Repeat precisely, and only, the lines between the line containing "Could you point to the field" and the end of the listing below, both ends included.

> ENTRIES

++++

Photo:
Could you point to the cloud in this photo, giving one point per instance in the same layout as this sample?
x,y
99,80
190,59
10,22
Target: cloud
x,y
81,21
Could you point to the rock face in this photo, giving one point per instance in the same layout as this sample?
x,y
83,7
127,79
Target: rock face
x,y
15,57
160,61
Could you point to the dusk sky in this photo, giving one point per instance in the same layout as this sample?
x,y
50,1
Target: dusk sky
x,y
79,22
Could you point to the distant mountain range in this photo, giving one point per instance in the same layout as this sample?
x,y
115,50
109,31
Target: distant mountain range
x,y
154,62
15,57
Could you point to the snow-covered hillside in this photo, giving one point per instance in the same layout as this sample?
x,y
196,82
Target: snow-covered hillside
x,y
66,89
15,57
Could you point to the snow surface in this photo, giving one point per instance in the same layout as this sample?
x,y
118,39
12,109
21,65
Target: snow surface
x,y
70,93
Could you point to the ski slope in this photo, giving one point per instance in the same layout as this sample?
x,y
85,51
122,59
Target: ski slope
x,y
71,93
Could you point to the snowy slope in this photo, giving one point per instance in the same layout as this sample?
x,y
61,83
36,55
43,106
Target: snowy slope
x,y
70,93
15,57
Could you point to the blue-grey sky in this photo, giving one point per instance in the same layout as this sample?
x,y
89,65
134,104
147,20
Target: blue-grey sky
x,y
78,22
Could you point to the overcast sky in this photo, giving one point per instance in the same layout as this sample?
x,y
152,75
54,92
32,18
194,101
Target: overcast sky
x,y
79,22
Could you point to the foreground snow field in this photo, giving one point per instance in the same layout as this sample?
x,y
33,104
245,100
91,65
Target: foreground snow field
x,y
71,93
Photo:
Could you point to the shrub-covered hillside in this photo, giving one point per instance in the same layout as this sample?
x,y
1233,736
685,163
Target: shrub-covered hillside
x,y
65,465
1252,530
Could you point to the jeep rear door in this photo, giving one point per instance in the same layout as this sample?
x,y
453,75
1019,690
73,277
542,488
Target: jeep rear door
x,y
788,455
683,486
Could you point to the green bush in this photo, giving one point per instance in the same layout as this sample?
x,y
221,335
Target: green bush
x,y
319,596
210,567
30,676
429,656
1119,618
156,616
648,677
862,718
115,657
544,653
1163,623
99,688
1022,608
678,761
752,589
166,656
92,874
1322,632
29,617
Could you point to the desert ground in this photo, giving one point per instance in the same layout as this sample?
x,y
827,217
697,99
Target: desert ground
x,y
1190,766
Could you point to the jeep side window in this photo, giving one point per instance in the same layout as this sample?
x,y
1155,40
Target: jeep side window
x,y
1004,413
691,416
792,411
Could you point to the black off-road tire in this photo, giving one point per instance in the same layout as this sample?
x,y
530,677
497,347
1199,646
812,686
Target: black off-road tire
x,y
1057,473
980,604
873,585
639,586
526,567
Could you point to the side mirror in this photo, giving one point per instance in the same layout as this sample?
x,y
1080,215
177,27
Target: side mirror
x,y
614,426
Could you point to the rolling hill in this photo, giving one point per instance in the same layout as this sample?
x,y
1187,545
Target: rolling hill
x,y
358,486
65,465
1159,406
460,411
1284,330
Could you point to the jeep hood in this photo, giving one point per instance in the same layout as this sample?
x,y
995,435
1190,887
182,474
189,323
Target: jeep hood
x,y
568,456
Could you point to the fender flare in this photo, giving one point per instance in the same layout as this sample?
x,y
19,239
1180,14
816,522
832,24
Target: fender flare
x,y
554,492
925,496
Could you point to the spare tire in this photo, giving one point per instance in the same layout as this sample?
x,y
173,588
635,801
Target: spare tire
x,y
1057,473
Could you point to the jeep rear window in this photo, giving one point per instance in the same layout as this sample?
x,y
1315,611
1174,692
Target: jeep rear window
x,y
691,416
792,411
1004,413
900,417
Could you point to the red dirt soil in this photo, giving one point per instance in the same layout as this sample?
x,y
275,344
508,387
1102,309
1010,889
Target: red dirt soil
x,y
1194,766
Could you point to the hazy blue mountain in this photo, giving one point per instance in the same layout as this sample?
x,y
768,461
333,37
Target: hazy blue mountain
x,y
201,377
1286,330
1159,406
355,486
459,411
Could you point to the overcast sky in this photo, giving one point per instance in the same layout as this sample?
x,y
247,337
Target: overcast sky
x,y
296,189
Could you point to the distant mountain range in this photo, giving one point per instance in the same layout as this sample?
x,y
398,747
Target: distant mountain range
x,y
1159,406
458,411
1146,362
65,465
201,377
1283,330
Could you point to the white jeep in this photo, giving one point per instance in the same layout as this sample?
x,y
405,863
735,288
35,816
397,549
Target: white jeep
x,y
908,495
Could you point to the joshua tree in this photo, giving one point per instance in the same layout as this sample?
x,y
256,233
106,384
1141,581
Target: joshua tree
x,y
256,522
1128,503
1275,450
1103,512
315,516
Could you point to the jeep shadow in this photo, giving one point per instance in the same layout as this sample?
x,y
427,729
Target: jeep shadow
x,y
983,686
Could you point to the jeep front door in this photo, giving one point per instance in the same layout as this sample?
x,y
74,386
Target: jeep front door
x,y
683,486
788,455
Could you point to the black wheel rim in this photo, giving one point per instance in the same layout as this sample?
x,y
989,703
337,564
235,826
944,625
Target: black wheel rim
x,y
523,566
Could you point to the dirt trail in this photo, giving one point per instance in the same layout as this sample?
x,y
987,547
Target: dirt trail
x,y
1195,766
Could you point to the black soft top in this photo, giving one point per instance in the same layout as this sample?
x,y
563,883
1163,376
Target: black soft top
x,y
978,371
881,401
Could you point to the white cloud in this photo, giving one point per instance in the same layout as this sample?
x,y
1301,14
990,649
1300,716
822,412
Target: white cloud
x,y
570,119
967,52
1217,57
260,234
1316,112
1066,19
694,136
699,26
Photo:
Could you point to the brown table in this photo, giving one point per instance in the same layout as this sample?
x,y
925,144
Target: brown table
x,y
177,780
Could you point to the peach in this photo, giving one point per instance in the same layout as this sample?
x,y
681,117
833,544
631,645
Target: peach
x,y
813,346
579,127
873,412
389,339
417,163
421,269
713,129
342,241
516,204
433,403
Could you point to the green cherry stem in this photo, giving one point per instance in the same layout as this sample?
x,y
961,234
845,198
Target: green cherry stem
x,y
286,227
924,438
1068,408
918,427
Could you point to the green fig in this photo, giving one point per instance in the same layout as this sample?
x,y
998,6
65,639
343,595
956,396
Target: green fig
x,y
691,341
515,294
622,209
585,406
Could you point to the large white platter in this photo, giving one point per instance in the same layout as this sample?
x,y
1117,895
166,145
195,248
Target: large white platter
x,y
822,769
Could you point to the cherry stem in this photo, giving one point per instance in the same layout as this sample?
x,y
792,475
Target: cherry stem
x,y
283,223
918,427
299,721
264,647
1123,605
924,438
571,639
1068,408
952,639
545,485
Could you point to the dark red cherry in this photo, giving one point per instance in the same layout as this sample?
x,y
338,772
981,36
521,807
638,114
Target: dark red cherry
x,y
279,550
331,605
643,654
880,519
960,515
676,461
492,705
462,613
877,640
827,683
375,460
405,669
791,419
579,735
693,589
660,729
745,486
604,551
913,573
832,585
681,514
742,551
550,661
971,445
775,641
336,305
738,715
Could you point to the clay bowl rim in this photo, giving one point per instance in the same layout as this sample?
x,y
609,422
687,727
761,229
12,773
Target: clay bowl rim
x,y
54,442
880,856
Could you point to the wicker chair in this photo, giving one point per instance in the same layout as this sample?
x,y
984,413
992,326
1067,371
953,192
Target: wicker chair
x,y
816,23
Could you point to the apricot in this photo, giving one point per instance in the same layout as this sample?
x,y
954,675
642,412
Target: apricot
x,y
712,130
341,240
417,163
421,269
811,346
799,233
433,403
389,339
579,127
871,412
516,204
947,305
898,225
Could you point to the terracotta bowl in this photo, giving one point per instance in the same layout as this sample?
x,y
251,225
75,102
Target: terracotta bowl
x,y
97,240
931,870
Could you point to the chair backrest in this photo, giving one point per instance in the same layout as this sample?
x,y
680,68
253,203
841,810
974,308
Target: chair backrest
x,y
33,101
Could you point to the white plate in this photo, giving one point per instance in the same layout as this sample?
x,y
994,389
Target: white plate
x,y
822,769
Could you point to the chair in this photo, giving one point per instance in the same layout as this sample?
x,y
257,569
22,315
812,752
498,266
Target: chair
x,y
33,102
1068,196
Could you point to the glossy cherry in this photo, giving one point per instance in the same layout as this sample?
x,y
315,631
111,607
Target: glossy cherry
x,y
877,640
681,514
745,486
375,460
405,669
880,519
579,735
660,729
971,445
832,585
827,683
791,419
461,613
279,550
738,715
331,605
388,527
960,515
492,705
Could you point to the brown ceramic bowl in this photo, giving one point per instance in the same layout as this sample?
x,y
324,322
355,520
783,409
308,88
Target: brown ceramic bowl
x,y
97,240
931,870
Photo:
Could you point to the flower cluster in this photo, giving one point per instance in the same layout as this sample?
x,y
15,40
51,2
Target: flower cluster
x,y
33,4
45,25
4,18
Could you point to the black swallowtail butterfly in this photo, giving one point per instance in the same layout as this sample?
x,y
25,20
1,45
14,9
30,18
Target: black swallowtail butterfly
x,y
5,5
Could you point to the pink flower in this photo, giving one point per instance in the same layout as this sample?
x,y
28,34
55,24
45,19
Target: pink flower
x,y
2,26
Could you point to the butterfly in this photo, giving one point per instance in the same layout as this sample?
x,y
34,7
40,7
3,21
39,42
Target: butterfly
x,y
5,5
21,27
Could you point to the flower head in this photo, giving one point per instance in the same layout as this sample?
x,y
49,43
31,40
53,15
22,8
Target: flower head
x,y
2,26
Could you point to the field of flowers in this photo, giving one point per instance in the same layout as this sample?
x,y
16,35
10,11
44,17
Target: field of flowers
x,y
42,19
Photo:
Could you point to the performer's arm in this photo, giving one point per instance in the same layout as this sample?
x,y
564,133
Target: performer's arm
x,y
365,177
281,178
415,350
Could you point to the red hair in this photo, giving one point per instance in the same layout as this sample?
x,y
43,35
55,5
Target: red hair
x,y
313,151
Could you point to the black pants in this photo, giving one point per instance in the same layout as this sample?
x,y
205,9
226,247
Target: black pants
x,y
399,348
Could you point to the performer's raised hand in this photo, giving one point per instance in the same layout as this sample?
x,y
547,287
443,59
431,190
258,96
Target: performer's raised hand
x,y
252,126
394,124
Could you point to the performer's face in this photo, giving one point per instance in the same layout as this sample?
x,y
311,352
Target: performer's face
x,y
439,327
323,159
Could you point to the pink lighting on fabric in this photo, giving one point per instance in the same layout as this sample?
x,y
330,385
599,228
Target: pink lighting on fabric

++++

> OUTPUT BELOW
Could you point to the field of flowers in this photo, giving one point per instance in the same layout as this sample?
x,y
16,35
10,11
44,17
Target: field of flowers
x,y
42,19
Photo:
Could you point to the performer's arm in this photo, giving one point per instance in the same layout as this sample?
x,y
564,133
Target: performer's arm
x,y
365,177
281,178
415,350
Could you point to the red hair in this photo, giving one point per instance in the same layout as this sample?
x,y
43,35
55,5
Target: red hair
x,y
313,151
Could you point to the black pants in this photo, giving one point per instance in the same layout as this sample?
x,y
205,9
226,247
Target: black pants
x,y
399,348
Could you point to the performer's raised hand in this photo, giving one point per instance in the same layout as this sample?
x,y
547,287
443,59
431,190
258,96
Target: performer's raised hand
x,y
252,126
394,124
Could you point to the performer's face in this photo, giving one point per instance in the same layout as this sample?
x,y
311,352
Target: performer's face
x,y
439,327
323,159
Could you point to the pink lighting on fabric in this photo, giving one point per instance in the same layout as this sample?
x,y
330,385
599,228
Target: pink lighting on fabric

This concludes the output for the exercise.